DESCRIPTION OF THE TASK — Every line from the line containing "Check that every instance of the person" through the final line below is to be repeated exactly; no other line is.

Labeled-object pointing entries

***

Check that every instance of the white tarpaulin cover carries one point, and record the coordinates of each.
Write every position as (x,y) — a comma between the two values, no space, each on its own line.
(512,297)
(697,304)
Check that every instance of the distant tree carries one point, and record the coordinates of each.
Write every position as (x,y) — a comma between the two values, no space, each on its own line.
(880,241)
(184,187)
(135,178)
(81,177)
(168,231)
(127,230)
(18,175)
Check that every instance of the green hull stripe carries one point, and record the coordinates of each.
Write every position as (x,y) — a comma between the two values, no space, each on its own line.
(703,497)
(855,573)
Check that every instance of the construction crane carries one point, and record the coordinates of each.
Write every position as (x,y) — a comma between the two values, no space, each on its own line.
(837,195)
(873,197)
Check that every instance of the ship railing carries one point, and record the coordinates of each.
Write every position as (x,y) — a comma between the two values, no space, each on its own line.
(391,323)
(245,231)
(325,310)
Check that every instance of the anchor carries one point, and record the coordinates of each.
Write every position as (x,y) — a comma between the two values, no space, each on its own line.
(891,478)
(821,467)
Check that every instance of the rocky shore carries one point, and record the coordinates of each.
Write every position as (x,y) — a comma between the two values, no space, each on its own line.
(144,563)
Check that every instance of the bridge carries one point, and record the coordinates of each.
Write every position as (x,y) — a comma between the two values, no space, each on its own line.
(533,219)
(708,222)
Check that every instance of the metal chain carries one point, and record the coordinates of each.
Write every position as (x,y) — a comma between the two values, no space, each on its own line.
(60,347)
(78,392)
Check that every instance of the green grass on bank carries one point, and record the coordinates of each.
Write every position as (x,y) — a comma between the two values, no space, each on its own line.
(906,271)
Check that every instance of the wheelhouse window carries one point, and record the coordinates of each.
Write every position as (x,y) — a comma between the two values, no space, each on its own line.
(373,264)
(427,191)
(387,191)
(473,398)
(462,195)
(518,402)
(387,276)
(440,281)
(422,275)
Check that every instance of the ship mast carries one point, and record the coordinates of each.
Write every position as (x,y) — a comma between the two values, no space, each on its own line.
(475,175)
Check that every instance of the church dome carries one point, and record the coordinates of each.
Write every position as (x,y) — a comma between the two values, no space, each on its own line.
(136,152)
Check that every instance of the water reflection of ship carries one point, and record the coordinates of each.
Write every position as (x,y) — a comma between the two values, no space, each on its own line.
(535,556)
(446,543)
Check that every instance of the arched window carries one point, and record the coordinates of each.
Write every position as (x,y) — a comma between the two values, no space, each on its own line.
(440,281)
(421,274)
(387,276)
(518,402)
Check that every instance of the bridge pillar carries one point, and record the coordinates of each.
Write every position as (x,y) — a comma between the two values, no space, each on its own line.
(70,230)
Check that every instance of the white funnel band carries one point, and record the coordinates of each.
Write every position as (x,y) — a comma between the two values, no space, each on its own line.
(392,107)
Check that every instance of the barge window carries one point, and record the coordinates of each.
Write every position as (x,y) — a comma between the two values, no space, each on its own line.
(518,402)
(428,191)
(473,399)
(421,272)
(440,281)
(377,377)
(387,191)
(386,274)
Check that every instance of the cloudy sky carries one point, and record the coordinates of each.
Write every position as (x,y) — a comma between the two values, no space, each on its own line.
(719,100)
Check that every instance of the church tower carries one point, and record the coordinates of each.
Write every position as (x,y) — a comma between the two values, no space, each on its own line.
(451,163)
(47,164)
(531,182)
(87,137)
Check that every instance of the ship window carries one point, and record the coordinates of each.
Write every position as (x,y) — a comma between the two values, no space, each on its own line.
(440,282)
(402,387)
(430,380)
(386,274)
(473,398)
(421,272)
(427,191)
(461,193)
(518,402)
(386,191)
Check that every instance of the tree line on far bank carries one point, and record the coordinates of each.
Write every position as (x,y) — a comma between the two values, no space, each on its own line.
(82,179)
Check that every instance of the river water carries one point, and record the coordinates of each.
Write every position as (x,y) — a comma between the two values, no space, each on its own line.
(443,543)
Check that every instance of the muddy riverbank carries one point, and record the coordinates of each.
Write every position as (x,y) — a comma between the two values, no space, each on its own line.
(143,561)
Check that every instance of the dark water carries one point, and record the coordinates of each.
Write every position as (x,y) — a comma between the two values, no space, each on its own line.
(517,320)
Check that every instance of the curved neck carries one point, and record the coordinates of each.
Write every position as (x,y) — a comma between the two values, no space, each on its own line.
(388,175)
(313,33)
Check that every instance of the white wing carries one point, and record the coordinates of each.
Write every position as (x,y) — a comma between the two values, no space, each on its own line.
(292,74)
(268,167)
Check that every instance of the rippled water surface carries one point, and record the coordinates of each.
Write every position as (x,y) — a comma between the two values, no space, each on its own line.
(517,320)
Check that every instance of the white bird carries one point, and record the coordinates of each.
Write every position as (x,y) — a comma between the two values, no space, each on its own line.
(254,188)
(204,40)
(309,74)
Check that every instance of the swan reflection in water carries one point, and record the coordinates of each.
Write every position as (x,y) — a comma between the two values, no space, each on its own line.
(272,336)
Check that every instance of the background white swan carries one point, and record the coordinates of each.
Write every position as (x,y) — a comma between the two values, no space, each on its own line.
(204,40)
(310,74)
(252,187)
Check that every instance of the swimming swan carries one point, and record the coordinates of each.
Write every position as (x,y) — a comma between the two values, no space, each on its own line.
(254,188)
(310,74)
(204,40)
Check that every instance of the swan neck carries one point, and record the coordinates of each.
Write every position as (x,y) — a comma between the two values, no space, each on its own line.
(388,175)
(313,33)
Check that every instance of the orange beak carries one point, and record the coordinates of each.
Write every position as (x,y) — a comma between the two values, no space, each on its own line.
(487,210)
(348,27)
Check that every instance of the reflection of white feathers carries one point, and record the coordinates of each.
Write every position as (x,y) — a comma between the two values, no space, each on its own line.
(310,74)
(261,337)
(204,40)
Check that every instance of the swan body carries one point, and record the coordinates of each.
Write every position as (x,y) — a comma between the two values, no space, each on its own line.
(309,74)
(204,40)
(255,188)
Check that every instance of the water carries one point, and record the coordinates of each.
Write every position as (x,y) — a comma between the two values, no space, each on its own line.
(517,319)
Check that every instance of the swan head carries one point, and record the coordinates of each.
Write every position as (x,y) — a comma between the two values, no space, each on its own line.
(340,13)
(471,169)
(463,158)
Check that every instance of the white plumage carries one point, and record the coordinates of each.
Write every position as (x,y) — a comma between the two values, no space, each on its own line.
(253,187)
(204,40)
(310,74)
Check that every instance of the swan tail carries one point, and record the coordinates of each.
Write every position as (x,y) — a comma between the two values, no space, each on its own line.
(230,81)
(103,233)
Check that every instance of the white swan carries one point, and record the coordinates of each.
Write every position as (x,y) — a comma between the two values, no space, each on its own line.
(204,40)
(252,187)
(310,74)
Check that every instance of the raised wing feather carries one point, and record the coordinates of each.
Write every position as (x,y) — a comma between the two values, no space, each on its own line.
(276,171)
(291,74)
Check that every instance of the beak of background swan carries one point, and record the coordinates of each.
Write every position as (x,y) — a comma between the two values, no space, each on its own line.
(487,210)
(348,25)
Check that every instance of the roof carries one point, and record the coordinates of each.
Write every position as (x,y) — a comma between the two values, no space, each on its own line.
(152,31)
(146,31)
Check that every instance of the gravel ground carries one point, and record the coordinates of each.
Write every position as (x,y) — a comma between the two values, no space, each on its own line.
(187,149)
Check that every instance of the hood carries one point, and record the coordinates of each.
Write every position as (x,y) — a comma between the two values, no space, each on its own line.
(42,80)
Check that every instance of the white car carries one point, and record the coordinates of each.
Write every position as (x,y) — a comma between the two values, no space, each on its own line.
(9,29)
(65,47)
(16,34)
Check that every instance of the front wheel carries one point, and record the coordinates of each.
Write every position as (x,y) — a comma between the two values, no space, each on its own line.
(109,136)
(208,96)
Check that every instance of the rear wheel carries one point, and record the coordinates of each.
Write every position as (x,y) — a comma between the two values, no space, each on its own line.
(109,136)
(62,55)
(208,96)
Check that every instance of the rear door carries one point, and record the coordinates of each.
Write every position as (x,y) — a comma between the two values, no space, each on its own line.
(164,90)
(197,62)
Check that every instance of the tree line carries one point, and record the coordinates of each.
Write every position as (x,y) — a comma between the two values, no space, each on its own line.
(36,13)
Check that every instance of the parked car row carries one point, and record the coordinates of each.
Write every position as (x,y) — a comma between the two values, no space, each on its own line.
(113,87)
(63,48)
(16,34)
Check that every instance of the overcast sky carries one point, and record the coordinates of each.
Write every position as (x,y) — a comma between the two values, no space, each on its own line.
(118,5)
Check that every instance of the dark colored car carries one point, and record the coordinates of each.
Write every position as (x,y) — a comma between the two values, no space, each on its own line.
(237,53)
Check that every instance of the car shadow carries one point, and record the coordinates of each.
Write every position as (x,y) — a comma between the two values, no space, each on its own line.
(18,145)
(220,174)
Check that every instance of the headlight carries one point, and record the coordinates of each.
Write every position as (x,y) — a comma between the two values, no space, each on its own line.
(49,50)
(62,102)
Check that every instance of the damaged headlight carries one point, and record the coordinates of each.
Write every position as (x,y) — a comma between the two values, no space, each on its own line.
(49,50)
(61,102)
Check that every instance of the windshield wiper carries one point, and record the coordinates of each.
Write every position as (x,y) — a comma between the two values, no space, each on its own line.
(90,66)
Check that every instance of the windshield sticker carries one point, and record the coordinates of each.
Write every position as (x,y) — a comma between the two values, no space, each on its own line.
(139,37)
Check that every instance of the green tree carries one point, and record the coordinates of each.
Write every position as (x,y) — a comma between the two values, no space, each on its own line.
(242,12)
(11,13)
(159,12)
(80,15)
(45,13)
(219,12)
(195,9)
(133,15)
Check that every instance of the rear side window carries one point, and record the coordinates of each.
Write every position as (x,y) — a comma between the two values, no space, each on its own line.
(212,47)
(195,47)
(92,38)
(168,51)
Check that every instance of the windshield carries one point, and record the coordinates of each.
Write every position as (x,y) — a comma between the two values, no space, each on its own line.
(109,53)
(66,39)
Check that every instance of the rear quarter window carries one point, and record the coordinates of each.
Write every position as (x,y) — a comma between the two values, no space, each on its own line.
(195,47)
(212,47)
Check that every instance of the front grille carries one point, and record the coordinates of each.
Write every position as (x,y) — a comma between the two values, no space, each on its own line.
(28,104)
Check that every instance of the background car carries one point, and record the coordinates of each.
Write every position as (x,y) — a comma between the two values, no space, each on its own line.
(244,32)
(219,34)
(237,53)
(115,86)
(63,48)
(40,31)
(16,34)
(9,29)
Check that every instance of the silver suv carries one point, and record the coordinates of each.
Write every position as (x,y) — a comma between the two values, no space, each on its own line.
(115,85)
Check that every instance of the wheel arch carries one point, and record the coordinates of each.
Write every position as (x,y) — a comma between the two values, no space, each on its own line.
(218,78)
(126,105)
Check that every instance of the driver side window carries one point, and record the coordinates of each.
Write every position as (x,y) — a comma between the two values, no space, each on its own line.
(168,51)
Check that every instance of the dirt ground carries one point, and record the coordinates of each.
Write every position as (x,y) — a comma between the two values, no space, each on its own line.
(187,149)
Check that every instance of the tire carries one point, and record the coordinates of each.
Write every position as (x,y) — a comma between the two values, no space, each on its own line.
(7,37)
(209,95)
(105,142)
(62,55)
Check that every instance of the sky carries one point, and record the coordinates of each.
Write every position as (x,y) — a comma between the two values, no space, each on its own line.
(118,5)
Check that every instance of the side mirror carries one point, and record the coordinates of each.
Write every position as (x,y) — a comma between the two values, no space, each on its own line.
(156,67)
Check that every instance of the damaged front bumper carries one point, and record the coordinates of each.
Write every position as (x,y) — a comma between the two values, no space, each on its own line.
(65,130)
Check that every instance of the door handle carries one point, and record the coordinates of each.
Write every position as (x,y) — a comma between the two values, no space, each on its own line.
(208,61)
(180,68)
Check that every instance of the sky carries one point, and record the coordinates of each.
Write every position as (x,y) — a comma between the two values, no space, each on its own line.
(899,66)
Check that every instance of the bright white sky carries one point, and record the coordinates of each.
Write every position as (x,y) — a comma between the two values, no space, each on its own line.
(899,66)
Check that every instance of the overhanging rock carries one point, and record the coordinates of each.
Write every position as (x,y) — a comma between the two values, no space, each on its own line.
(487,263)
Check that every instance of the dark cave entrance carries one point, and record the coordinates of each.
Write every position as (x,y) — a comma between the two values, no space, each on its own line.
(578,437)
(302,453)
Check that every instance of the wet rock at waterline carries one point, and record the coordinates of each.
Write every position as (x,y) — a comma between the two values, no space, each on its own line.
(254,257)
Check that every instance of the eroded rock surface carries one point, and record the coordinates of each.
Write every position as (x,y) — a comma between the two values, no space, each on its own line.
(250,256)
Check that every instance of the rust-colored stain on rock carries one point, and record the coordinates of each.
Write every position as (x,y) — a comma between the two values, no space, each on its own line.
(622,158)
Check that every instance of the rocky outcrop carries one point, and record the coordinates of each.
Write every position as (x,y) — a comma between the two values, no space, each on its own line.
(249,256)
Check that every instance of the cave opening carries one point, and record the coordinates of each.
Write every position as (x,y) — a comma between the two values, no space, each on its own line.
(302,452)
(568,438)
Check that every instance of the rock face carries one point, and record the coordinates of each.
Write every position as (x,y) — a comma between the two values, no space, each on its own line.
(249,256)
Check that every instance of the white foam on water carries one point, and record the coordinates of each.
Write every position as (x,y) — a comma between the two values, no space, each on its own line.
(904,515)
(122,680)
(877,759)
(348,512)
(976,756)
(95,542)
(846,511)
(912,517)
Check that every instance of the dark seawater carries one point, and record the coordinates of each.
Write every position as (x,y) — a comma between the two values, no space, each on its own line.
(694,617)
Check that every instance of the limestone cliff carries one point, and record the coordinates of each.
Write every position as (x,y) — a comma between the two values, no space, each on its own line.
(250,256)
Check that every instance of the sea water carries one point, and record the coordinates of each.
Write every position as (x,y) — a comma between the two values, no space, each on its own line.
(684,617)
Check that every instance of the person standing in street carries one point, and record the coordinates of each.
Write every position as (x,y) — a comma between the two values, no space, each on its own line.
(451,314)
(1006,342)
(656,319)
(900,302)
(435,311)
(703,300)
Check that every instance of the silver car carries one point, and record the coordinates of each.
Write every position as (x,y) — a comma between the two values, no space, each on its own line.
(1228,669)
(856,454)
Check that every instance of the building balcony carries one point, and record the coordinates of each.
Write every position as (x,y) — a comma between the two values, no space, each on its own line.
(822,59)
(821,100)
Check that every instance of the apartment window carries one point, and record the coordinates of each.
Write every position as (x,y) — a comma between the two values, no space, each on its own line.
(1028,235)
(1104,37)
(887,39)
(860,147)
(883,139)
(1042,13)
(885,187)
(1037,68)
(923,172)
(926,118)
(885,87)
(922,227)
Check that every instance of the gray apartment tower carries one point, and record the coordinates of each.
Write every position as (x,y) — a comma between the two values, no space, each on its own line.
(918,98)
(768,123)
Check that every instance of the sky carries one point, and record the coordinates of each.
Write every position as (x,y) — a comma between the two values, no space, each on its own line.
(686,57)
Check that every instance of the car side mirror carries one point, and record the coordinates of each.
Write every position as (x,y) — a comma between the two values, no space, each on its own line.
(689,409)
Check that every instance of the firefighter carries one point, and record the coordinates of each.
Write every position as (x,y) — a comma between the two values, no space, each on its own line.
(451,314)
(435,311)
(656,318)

***

EXERCISE RESPONSE —
Check that every instance of the person standing in street carries one point, and record the coordinates of each.
Write every position as (x,y) — a comma between the two values, no space, each on its own line.
(451,314)
(1006,342)
(656,319)
(900,302)
(435,311)
(703,300)
Check that every instance of the silver car carries one point, and record the coordinates of each.
Write every position as (x,y) — a comma between the two values, no space, each on its own line.
(1228,669)
(856,454)
Check that every instance of the building balcony carries one point, and record the coordinates of each.
Write every position as (x,y) — a comma between the two values, no space, each on its own line.
(822,59)
(821,100)
Check that every instance of the apartment window carries one point, and record the coordinates of each.
Write every position as (x,y) — a comma between the two values, no space, each on its own line.
(1028,235)
(1104,37)
(887,39)
(860,147)
(883,139)
(1042,13)
(885,187)
(1037,68)
(923,172)
(926,118)
(885,87)
(922,227)
Check that every instance of the gray apartment tower carries one point, and record the coordinates of each.
Write every position as (x,y) — a comma between the two values, no space, each on its own line.
(918,98)
(768,123)
Check that every instance of the sky carries one point, and record the coordinates of each.
Write every position as (x,y) — a comma between the two values, no space, each on its own line.
(686,57)
Check that every instance of the car side mirror carries one point, and record the coordinates of each.
Write every position as (x,y) — a comma between the two values, no space, each on its own line.
(689,409)
Check that every instance of the firefighter carries one point, and record the coordinates of each.
Write every position as (x,y) — a comma between the two values, no space, each on its own line.
(451,314)
(435,311)
(656,318)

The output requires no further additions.